Collected data entries:
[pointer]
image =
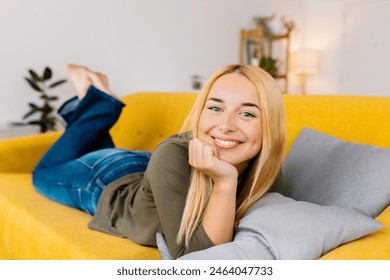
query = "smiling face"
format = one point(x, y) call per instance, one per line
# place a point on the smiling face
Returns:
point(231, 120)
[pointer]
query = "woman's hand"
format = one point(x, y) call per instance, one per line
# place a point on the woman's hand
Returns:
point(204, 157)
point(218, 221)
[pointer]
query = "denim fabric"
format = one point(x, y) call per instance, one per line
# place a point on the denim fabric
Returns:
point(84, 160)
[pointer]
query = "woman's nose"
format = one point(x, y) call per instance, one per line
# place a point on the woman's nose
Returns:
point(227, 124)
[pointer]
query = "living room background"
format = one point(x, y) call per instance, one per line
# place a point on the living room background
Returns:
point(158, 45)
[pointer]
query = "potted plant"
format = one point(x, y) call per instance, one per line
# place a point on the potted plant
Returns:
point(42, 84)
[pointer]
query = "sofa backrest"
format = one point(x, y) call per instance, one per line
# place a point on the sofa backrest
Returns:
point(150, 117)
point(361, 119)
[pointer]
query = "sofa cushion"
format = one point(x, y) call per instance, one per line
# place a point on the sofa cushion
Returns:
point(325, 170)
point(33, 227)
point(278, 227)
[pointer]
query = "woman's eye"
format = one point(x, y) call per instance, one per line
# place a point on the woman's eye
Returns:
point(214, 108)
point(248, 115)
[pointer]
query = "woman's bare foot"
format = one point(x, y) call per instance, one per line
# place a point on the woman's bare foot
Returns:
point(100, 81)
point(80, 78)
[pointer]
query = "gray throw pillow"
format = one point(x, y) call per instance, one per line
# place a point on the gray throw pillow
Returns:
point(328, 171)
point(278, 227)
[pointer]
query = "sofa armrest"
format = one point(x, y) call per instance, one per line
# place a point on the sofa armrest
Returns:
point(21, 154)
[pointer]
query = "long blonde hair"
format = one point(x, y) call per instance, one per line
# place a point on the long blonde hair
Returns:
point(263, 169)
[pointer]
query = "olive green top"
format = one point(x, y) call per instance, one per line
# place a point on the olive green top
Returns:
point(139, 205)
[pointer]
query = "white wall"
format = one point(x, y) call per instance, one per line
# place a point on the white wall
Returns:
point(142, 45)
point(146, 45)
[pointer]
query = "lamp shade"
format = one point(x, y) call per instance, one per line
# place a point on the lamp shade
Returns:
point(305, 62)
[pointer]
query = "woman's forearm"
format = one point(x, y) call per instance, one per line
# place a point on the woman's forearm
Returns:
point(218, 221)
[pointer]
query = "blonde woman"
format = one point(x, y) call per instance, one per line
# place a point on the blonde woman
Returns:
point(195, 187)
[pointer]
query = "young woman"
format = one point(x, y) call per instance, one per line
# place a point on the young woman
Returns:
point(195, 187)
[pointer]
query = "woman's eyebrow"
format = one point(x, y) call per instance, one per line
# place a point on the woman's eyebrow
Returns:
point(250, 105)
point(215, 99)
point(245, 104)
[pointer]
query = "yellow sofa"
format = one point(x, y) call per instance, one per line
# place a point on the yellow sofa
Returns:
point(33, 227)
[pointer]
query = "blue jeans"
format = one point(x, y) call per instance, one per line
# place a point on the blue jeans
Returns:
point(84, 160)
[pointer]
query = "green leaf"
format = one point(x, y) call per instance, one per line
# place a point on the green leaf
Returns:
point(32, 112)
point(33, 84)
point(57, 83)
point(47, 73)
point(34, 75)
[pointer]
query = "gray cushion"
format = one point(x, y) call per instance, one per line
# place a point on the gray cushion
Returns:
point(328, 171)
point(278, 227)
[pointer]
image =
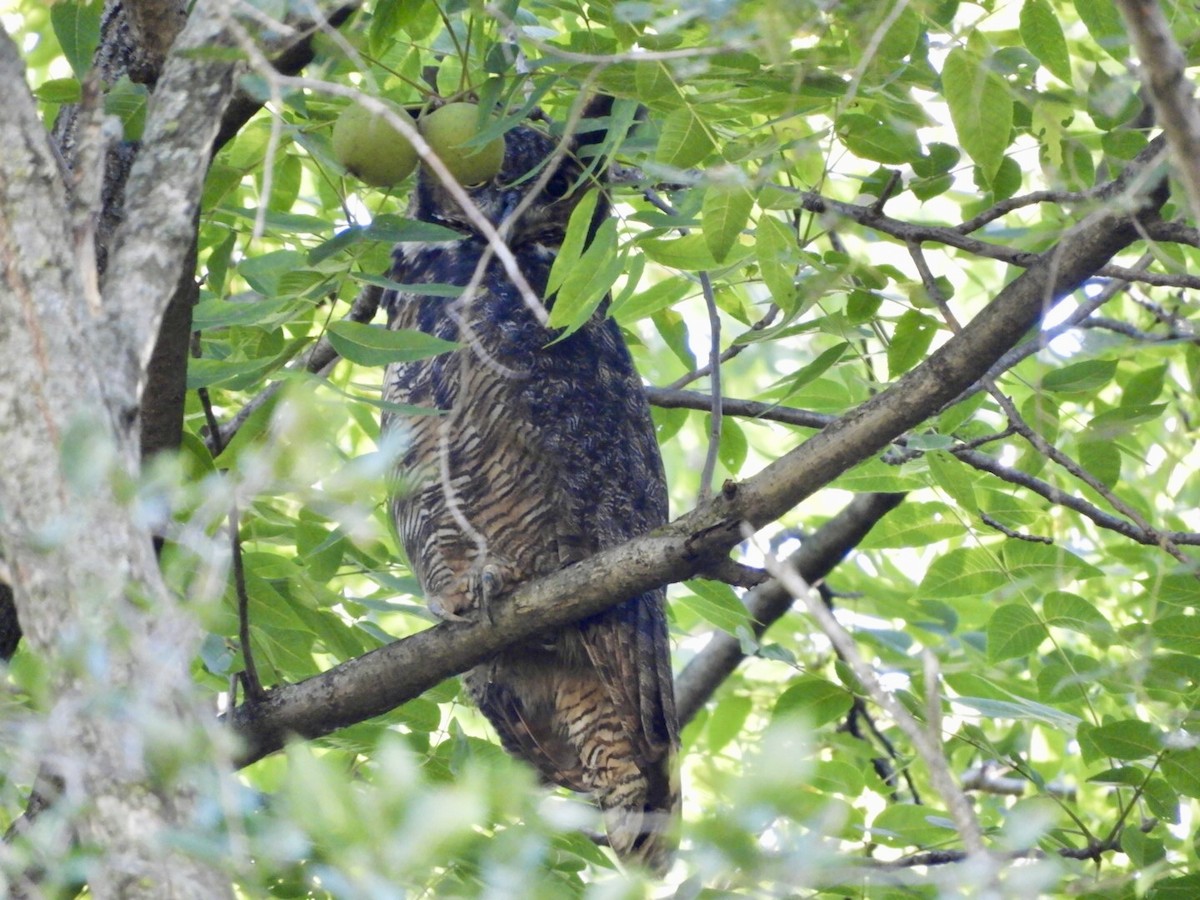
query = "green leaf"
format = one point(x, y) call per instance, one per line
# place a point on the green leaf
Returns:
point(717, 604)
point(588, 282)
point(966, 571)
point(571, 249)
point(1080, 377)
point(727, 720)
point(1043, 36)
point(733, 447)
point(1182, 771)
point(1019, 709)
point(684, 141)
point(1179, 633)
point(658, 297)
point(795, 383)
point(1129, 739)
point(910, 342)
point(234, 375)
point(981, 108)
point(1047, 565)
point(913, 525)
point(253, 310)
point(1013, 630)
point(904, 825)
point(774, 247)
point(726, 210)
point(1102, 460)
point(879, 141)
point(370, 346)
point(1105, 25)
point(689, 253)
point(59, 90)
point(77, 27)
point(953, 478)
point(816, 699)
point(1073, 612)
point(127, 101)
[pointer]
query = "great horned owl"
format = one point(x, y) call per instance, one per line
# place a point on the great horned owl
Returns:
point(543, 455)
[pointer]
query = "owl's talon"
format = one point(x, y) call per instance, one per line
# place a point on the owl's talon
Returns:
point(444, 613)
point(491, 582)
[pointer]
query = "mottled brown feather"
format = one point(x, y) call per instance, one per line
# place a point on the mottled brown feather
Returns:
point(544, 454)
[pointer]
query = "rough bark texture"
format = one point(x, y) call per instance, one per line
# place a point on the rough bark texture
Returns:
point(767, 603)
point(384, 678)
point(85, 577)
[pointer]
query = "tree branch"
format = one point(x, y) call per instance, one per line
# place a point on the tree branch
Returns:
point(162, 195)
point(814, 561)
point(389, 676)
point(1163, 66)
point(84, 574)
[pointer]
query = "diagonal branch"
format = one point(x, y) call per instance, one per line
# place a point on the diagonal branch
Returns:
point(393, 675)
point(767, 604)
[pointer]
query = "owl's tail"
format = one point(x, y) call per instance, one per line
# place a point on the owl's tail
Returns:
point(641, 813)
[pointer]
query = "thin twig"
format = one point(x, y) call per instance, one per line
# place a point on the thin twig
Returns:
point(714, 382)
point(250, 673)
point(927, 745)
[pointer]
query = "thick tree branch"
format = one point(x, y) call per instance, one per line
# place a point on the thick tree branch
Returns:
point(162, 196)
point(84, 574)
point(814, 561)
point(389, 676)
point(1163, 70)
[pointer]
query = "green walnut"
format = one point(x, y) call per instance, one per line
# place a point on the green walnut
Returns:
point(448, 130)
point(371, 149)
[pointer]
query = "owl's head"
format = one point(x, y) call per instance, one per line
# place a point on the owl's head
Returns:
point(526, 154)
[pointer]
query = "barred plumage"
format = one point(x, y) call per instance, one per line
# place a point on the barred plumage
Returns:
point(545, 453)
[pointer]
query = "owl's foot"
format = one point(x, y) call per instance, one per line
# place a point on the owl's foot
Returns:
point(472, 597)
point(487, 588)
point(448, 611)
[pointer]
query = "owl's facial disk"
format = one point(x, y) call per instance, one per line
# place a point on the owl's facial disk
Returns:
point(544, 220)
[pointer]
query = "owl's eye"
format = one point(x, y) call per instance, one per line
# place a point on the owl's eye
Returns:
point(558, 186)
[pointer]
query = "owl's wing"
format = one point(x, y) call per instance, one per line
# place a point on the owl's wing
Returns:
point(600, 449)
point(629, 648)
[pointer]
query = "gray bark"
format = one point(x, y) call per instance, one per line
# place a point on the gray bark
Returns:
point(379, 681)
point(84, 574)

*Exercise prompt*:
Which lines of the data include the string "thin"? Find them and copy each one.

*Your response*:
query = "thin twig"
# place a point on the thin twig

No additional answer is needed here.